▶ Task directions
Return the listing from the line with "Objective — for every instance of the silicone" to the line with "Objective — for every instance of the white", inclusive of both, reproducing each line without alteration.

▶ Data excerpts
**********

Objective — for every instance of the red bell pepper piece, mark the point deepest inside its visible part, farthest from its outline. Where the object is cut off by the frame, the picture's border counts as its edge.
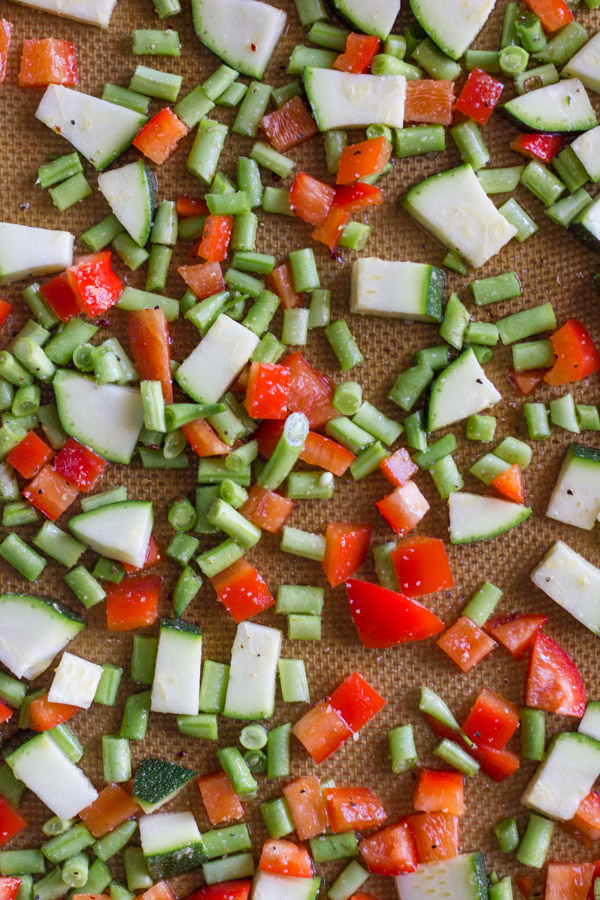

**********

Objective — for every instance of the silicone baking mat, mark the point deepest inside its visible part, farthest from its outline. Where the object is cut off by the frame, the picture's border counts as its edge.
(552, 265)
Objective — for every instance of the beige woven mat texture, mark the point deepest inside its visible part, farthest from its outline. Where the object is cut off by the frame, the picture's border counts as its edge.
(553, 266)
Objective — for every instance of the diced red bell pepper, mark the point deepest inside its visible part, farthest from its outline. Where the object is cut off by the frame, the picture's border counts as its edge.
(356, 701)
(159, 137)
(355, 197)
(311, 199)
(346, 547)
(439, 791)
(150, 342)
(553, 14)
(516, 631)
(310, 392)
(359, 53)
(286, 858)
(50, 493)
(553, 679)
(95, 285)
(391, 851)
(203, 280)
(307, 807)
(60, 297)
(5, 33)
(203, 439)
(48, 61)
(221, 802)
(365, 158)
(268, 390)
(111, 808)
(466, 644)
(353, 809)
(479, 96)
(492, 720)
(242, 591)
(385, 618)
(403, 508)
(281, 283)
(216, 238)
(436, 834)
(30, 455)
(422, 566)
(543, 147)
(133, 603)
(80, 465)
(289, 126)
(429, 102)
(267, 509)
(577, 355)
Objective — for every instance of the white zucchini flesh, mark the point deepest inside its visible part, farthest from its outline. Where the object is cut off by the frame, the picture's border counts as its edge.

**********

▶ Result below
Objective — for every instance of the silicone baking mat, mark the point deepest inside its visible part, farthest from its outline. Where the object is cut off by the frame, the picture's border counts as its edge.
(552, 265)
Objective — for every instance of the beige woven mat texture, mark the point deepest inside its visible part, farthest from its outline. Where the object is cut off by the frame, the picture's border counts as its edge.
(553, 266)
Objective — for every instance of the diced red bell pepper, mark the point deepest inside its visible part, farthest from its outline. Where the object is cut off by the frame, the picture's border counts as its edge.
(356, 701)
(159, 137)
(355, 197)
(311, 199)
(346, 547)
(439, 791)
(150, 342)
(553, 14)
(516, 631)
(310, 392)
(359, 53)
(286, 858)
(50, 493)
(553, 679)
(95, 285)
(391, 851)
(203, 280)
(307, 807)
(60, 297)
(5, 33)
(203, 439)
(48, 61)
(221, 802)
(365, 158)
(268, 390)
(111, 808)
(466, 644)
(353, 809)
(479, 96)
(492, 720)
(242, 591)
(385, 618)
(403, 508)
(281, 283)
(216, 238)
(436, 834)
(30, 455)
(422, 566)
(543, 147)
(133, 603)
(80, 465)
(289, 126)
(429, 102)
(267, 509)
(577, 355)
Objective — for every instance of the white zucchini flesh, mark the point deepest inside its visible part, farthest from its outline. Where the object is cut off by the frame, the picture's border counts as its edge.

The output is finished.